- [ACTIVITY 1]: In the text on the appendix and Parkinson's disease, by roughly how much did appendectomy lower the risk of developing PD in the analysis of Swedish medical records?
- [ACTIVITY 2]: Summarize the text on the appendix and Parkinson's disease in two sentences.
- [ACTIVITY 3]: Continue the text on the appendix and Parkinson's disease from the end of its final sentence.

EXCERPTED TEXT START

The lifetime risk of developing neurological disease is influenced by variety of factors: genetics, cardiovascular health, and of course, age and neuroscience research continues to uncover more subtle links.
Recent work elaborates on a long-suspected connection between that occasionally troublesome leftover, the appendix, and Parkinson’s disease risk, while other researchers have raised the possibility of the brain having its own microbiome, with implications for a bacterial influence on the risk and course of neurological disease.
Alzheimer’s disease (AD) and Parkinson’s disease (PD) are characterised by the accumulation of mis-folded proteins in the brain: amyloid β and tau proteins in the case of AD, and α-synuclein in PD, where it is the main constituent of “Lewy bodies”- clumps of aggregated protein found within neurons and a hallmark of PD and other dementias. Mutations within the α-synuclein gene are found in familial PD and efforts are ongoing to determine the normal function of α-synuclein and whether preventing its aggregation or accumulation in the brain might be of benefit.
PD causes both motor and non-motor symptoms and gut-associated problems such as constipation and impaired emptying of the stomach are common years before the onset of motor symptoms. That the aberrant form of α-synuclein can be found throughout the gastrointestinal tract in individuals with PD has been known for several years, although this also the case in those who don’t develop PD.
The highest levels of aberrant α-synuclein are found the appendix, raising the possibility that it serves as reservoir for dysfunctional protein which makes its way to the brain via the vagus nerve and potentiates the transformation of normal α-synuclein into the aggregated form. Circumstantial evidence for a link between the appendix and PD risk has been found in a large epidemiological study, with individuals who had undergone surgical severing of the vagus nerve (usually to manage hard to treat chronic duodenal ulcers) being at lower risk of developing PD.
Defining the role of the appendix in PD has proved elusive, and three recent epidemiological studies failed to find any obvious link. By analysing medical records from over 1.6m Swedes from 1964, a research group at the Van Andel Institute has established that appendectomy reduces the risk of developing PD by around 20%, although this protective effect was only apparent in individuals living in rural areas. Pesticide and herbicide exposure are linked with a higher risk of PD and appendectomy may in some way mitigate environment-related PD risk. Further analysis indicated that appendectomy delayed the onset of PD by an average of more than three and a half years in those who had undergone appendix removal 30 years or more before.

EXCERPTED TEXT END
DATA SHOWN START

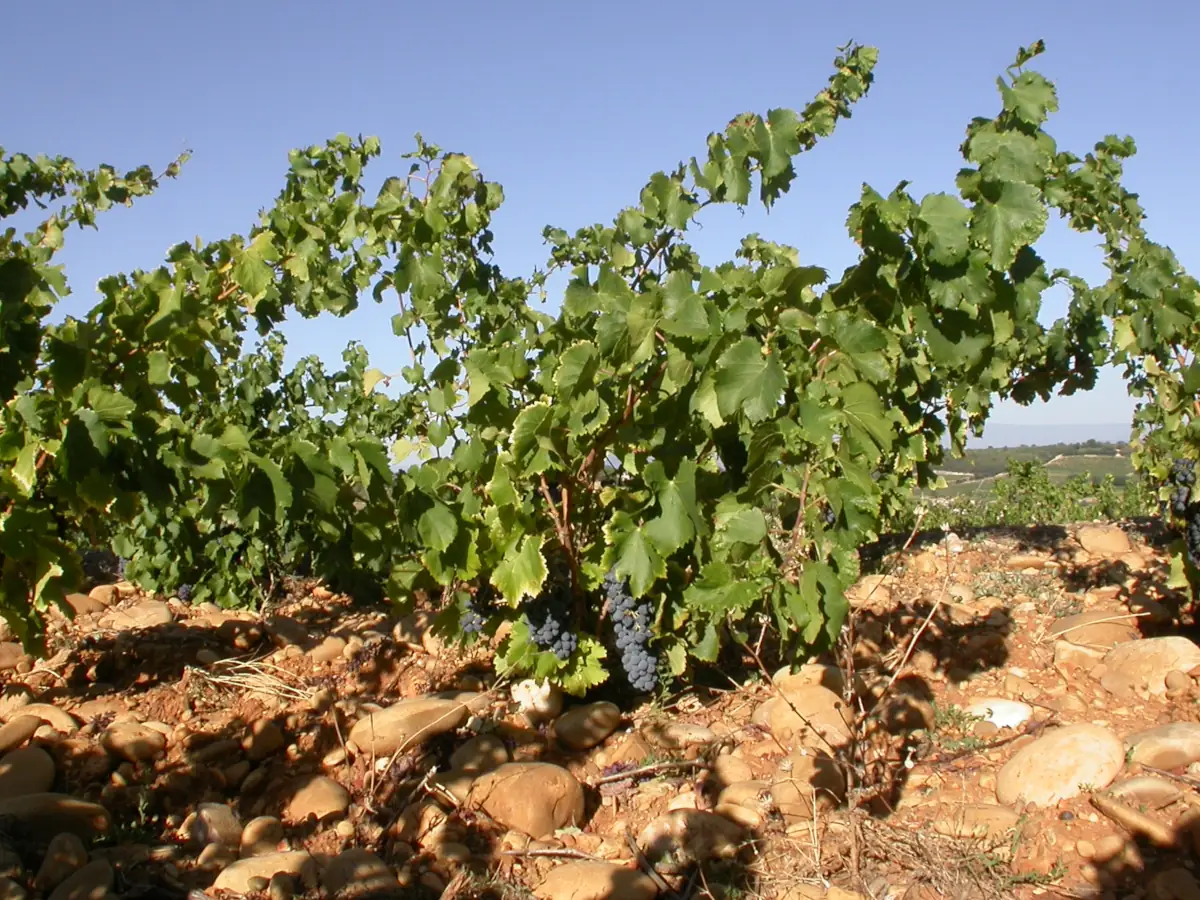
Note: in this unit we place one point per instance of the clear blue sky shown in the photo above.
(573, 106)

DATA SHOWN END
DATA SHOWN START

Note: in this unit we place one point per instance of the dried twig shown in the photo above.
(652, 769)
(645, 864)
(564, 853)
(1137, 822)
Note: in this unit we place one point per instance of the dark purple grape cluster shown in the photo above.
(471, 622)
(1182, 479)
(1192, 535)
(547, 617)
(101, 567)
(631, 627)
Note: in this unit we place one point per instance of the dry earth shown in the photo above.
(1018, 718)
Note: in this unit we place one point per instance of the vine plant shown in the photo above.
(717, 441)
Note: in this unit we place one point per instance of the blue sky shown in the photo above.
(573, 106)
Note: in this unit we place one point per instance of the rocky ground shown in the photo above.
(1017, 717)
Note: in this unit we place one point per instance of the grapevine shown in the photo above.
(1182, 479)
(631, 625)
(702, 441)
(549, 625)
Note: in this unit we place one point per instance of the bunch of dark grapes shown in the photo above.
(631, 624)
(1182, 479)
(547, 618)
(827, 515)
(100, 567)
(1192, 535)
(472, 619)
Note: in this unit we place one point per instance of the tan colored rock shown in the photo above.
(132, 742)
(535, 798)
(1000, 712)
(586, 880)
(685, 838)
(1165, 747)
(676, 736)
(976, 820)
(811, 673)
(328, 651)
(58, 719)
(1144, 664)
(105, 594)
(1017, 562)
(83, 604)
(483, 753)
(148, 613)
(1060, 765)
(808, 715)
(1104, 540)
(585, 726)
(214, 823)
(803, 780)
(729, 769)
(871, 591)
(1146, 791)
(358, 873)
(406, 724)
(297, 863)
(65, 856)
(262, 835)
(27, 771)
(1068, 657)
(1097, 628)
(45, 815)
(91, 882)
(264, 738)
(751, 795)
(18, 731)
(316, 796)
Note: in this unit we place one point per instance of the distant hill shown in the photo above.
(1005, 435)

DATA SHOWN END

- [WRITTEN ANSWER 1]: By around 20%.

- [WRITTEN ANSWER 2]: Parkinson's disease is marked by aggregated α-synuclein, and because the highest levels of the aberrant form are found in the appendix, the appendix may act as a reservoir from which the dysfunctional protein reaches the brain via the vagus nerve. An analysis of medical records from over 1.6 million Swedes found that appendectomy reduced PD risk by around 20% for people in rural areas and, when performed 30 or more years earlier, delayed onset by an average of more than three and a half years.

- [WRITTEN ANSWER 3]:
Biochemical analysis of appendix samples from healthy individuals and those with PD identified aberrant forms of α-synuclein. These were present in 46 of 48 normal individuals. Mixing normal appendix tissue with normal α-synuclein resulted in the protein being broken down into forms resembling those found in PD brain samples.
Although far from being a recommendation for elective appendectomy, the finding that aberrant α-synuclein is common in healthy people suggests that PD risk requires its migration to the brain. Finding ways of confining, or even eliminating, the protein from the appendix could conceivably reduce PD risk.
It’s postulated that appendix might play a role in monitoring and restoring the gut microbiome and that inflammation results in changes which favour bacteria which generate “pro-PD” metabolites. That the gut flora might directly influence the neurological environment is not as far-fetched as it once would have seemed although a poster presentation given at the Society for Neuroscience annual meeting suggests the possibility that a local, rather than distant, microbiome might potentially influence conditions in the brain.
University of Alabama researchers have found that rod-shaped structures first observed on electron microscopic examination of brain samples from schizophrenics are, in fact, bacteria. These were most abundant in the substantia nigra, hippocampus and prefrontal cortex but rarer in the striatum. Bacteria were also found within brain cells, particularly in the ends of astrocytes closest to the blood-brain barrier locations, in dendrites, glial cells and in and around myelinated axons.
To rule out sample contamination, the group compared fresh brain samples from mice raised in a normal environment and those born and maintained in a germ-free environment: bacteria were only found in the former. Nucleic acid sequencing indicated that most of the bacteria belonged to groups commonly found in the gut, although their means of passage to the brain- whether from blood, the nose or through the nervous system.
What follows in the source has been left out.